Cette introduction, où revivent, pour ainsi dire, entourés de la plus vive lumière, événements et personnages, prépare admirablement à la lecture du Journal de Jacques de Filhot, ce précieux manuscrit que Dom Devienne a connu et utilisé, mais qu’avaient vainement cherché V. Cousin, l’historiographe de la trop séduisante duchesse de Longueville, et le président Boscheron des Portes, l’insuffisant historien du Parlement de Bordeaux. M. Communay a eu la bonne fortune, dont il s’est montré si digne, de retrouver dans les papiers qui constituent à la Bibliothèque de la ville de Bordeaux le fonds La Montaigne, une copie textuelle du document original faite de la propre main de l’érudit magistrat.

Après avoir donné sur Jacques de Filhot et sur la famille de ce généreux martyr de l’Ormée une notice qui ne laisse rien à désirer, sauf en un point que nous toucherons tout à l’heure, M. Communay s’exprime ainsi (page 87) : « Rien ne rappelle au public indifférent le souvenir de celui qui se dévoua pour sa ville natale. Pas une plaque, pas un tableau, pas même un nom de rue pour éterniser les services rendus par ce modeste et dévoué citoyen. » Nous nous associons aux regrets si bien exprimés par le savant éditeur du Procès-verbal de ma persécution (titre primitif du journal), et nous aimons à croire que les hommes d’intelligence et de cœur qui administrent la ville de Bordeaux tiendront à honneur de réparer une si longue injustice, une si longue ingratitude, et donneront à une des nouvelles rues de notre magnifique cité le nom de ce héros du devoir qui, au milieu des plus cruels tourments, déploya, selon le mot du P. Berthod en ses Mémoire, « une fermeté qui n’est pas concevable » le nom de Jacques de Filhot.

--- Consigne a ---
Relevez toutes les lignes des enregistrements ci-dessous qui contiennent le mot « curving », en tenant compte de la casse.

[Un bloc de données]
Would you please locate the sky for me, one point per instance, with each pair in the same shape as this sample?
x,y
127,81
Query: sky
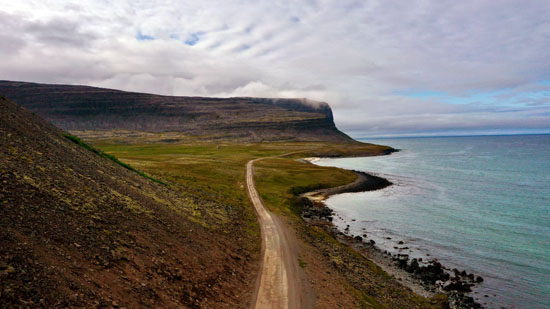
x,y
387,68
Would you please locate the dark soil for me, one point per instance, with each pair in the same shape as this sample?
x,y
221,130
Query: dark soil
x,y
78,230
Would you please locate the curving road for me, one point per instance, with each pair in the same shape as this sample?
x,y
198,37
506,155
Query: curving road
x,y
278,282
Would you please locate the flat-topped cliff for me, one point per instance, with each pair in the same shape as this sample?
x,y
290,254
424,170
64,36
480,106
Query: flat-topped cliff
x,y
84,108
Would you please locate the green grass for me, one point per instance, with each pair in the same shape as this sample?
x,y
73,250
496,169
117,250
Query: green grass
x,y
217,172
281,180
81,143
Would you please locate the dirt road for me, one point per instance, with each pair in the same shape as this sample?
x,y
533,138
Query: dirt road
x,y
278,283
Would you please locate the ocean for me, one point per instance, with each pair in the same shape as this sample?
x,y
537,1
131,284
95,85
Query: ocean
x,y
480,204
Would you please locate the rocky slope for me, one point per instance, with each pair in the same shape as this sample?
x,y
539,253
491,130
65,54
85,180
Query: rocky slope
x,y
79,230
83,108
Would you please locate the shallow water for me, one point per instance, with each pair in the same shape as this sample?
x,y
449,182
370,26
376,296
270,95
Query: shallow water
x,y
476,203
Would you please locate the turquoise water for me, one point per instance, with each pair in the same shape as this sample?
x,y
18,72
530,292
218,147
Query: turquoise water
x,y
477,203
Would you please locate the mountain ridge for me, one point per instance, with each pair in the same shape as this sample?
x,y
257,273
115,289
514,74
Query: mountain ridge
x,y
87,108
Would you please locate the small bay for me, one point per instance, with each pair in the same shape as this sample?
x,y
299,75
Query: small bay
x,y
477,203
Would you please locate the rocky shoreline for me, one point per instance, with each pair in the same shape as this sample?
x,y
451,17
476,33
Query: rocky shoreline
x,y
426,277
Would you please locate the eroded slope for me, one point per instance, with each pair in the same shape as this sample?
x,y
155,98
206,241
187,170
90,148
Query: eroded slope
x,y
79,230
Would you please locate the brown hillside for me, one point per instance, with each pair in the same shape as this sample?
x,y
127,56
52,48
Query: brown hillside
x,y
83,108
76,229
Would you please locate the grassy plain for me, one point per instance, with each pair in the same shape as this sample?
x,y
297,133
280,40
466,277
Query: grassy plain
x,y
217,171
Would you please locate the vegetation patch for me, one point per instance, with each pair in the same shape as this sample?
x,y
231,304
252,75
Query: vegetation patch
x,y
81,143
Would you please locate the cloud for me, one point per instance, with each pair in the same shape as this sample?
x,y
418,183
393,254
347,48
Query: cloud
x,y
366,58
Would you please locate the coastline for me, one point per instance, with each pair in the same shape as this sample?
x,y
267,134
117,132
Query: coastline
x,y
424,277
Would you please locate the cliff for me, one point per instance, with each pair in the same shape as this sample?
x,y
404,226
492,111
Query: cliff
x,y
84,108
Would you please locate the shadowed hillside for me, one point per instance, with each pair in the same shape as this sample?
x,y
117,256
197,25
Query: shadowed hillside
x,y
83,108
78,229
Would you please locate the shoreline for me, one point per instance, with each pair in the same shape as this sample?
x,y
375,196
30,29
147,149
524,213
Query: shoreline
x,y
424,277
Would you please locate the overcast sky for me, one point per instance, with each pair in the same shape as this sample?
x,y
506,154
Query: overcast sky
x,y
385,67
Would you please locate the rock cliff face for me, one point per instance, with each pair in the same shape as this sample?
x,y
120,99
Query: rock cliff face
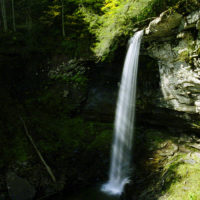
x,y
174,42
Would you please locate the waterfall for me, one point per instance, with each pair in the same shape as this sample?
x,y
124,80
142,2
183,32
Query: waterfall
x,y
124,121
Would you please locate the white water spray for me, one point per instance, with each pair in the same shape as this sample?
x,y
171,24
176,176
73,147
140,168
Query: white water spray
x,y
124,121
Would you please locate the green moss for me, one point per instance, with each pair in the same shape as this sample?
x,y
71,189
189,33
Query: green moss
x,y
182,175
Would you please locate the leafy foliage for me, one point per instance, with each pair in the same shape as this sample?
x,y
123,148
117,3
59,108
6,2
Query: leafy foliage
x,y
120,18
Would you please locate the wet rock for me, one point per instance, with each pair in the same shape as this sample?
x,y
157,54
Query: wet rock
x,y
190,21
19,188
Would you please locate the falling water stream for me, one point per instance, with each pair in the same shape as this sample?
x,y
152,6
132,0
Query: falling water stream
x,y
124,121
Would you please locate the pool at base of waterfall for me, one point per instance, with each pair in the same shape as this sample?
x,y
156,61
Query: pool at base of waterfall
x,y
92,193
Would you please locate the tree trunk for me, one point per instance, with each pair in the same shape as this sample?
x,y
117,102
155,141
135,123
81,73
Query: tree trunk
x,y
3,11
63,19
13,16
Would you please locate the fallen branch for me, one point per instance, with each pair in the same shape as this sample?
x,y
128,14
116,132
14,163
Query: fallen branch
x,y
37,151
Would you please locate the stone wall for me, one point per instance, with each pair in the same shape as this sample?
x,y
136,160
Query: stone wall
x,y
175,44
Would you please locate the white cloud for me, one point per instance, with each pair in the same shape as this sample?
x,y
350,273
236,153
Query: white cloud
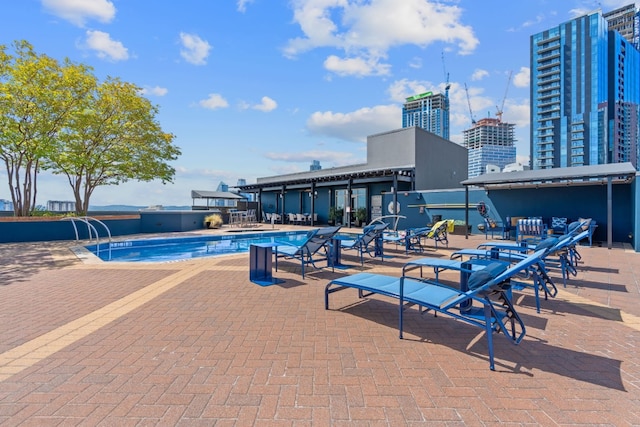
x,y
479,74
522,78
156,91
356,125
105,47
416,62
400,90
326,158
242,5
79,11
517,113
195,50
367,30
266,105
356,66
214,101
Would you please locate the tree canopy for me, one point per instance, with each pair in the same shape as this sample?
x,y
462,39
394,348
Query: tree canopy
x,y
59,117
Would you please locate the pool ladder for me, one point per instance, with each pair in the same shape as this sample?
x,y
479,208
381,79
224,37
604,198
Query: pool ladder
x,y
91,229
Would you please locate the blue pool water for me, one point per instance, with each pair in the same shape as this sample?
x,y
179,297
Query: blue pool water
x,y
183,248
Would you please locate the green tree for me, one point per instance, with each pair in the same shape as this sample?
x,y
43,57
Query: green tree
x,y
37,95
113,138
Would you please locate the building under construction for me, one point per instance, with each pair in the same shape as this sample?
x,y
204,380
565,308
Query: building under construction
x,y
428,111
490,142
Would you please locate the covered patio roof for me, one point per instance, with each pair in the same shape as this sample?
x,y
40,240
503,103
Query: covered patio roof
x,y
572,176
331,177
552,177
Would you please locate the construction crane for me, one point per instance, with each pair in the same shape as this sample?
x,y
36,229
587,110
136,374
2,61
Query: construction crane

* * *

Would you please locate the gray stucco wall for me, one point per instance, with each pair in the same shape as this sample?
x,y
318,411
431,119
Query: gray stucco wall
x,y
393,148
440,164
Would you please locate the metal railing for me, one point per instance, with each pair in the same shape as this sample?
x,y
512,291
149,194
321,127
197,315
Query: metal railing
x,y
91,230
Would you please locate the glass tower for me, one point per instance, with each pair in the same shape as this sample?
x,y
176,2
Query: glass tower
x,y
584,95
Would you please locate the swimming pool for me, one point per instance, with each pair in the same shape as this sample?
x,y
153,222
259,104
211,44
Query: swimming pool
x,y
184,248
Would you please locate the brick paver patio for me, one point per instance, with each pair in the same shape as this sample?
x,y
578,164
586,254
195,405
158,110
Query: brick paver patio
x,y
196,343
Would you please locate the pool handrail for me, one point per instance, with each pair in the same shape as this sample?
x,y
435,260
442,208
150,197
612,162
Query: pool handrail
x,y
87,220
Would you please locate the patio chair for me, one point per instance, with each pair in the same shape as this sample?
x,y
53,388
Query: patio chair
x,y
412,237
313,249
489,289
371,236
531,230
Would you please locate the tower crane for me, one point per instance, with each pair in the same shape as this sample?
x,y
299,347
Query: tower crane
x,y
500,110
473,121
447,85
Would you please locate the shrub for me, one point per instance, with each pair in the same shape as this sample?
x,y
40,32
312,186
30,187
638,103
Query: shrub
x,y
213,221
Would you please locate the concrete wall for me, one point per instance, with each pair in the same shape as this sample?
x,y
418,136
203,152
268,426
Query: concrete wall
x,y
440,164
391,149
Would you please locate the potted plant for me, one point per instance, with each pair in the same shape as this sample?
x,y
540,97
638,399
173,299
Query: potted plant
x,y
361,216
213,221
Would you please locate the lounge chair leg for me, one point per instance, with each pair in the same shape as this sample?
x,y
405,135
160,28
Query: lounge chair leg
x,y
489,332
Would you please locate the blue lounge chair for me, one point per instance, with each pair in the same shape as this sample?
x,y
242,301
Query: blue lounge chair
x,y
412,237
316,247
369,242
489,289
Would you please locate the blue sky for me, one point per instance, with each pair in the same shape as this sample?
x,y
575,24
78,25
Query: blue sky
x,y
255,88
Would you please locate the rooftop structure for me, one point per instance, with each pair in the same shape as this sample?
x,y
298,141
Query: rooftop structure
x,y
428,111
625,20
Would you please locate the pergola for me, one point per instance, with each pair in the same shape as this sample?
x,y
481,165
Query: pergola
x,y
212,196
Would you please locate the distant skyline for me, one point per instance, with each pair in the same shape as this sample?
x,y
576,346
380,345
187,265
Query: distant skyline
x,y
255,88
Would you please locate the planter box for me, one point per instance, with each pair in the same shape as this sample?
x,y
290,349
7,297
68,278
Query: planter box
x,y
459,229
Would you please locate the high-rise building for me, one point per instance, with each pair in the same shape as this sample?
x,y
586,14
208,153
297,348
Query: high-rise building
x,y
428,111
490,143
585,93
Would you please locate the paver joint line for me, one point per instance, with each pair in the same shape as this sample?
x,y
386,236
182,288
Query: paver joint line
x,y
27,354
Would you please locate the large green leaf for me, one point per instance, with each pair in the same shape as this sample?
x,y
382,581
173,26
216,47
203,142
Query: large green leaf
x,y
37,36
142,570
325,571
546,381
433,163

--- Consigne b ---
Poursuivez l'extrait consacré au journal de Jacques de Filhot à partir de sa dernière phrase.

--- Résultat de l'exercice a ---
Would you please locate the curving road for me, one point per instance, with each pair in the same shape as this sample?
Query: curving road

--- Résultat de l'exercice b ---
Le journal du Bon François persécuté, titre pris par l’ancien secrétaire de la Chambre du roi, devenu trésorier général de France à Montauban et conseiller d’État, en tête de son épître dédicatoire à Louis XIV, est très curieux, très émouvant. Filhot raconte avec la plus grande sincérité ce qu’il a fait pour éteindre les feux horribles de la guerre civile, ce qu’il a souffert pour la noble cause de son pays. En de pareilles circonstances, combien de narrateurs, surtout s’ils avaient subi l’influence attribuée aux bords de notre chère Garonne, auraient cru pouvoir se livrer à de déclamatoires exagérations ! Filhot ne se permet aucune gasconnade. Fidèle à l’engagement qu’il a pris, au début de son journal, de n’apporter aucune passion dans son récit, il reste calme en parlant de ses tortures, il reste modéré en parlant de ses bourreaux. Félicitons et remercions M. Communay d’avoir mis entre nos mains un document où les détails les plus minutieux sont reproduits aussi exactement que dans une parfaite photographie, et qui ajoute une page des plus précieuses à l’histoire de la ville de Bordeaux.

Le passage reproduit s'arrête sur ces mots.